[THE DATA Boundary: Start]
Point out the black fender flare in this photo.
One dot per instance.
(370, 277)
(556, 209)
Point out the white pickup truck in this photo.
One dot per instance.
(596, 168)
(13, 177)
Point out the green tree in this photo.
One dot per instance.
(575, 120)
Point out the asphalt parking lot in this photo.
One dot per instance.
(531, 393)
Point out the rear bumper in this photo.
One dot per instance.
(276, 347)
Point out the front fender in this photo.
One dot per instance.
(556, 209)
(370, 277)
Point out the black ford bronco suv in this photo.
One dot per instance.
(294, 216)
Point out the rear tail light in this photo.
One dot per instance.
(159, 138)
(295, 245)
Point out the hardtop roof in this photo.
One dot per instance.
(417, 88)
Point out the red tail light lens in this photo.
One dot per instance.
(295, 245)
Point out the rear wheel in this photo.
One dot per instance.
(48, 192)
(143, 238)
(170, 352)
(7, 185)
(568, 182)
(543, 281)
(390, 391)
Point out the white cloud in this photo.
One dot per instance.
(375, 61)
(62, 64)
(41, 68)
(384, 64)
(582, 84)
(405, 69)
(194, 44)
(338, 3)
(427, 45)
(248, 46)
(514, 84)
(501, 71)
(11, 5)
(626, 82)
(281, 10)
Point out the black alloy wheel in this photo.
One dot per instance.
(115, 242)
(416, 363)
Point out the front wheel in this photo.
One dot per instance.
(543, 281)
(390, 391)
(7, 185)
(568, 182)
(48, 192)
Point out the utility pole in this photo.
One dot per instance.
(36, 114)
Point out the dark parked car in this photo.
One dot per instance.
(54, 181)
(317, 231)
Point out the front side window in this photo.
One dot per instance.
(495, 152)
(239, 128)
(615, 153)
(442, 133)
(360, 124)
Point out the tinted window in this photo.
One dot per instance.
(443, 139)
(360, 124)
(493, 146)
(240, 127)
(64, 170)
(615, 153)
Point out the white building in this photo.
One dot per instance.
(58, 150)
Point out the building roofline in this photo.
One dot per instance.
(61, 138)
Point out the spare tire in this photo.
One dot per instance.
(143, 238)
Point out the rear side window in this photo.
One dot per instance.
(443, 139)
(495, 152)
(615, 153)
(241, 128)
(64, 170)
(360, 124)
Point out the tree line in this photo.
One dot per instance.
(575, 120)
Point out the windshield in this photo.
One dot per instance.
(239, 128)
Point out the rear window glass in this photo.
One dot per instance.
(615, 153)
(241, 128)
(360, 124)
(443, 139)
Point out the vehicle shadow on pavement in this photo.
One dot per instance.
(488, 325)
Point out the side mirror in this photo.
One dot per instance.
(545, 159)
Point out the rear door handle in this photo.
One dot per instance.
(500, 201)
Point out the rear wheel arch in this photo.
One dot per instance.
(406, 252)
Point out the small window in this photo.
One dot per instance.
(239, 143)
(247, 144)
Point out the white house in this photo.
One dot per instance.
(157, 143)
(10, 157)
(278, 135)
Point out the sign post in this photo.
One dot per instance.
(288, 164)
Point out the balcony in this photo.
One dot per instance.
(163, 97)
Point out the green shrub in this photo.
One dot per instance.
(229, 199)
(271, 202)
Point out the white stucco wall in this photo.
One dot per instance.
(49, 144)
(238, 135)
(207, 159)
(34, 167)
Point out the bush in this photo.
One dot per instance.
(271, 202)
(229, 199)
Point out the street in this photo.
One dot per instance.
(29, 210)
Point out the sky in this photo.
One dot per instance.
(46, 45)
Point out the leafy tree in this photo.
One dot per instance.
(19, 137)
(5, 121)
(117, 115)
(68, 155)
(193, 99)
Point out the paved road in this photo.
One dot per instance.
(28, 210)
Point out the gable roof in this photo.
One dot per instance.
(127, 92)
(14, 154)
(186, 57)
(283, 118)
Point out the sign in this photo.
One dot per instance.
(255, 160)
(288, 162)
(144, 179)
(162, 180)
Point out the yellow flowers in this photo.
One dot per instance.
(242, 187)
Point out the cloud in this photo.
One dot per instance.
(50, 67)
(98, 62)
[THE DATA Boundary: End]
Write out exactly the lines that run from the one containing "Point out the green shrub in this photo." to the end of the records, both end lines included.

Point out the green shrub in this photo.
One dot per instance.
(229, 199)
(271, 202)
Point out the white stucco wall in this photo.
One dot per instance.
(49, 144)
(238, 135)
(207, 159)
(34, 167)
Point out the bush in this photo.
One dot per instance.
(271, 202)
(229, 199)
Point out the street in this photo.
One dot per instance.
(29, 210)
Point out the sky in this photo.
One dot per instance.
(46, 45)
Point out the leafy tree in this photo.
One dot per instance.
(19, 137)
(5, 121)
(117, 115)
(68, 155)
(193, 99)
Point out the paved road in this photo.
One dot per instance.
(28, 210)
Point out the gable roof in this photo.
One dot per instance.
(127, 92)
(14, 154)
(186, 57)
(283, 118)
Point out the sign in this photo.
One dot per instance.
(255, 160)
(288, 162)
(144, 179)
(162, 180)
Point out the yellow flowers in this photo.
One dot per instance.
(242, 187)
Point out the cloud in this photo.
One dot per instance.
(50, 67)
(98, 62)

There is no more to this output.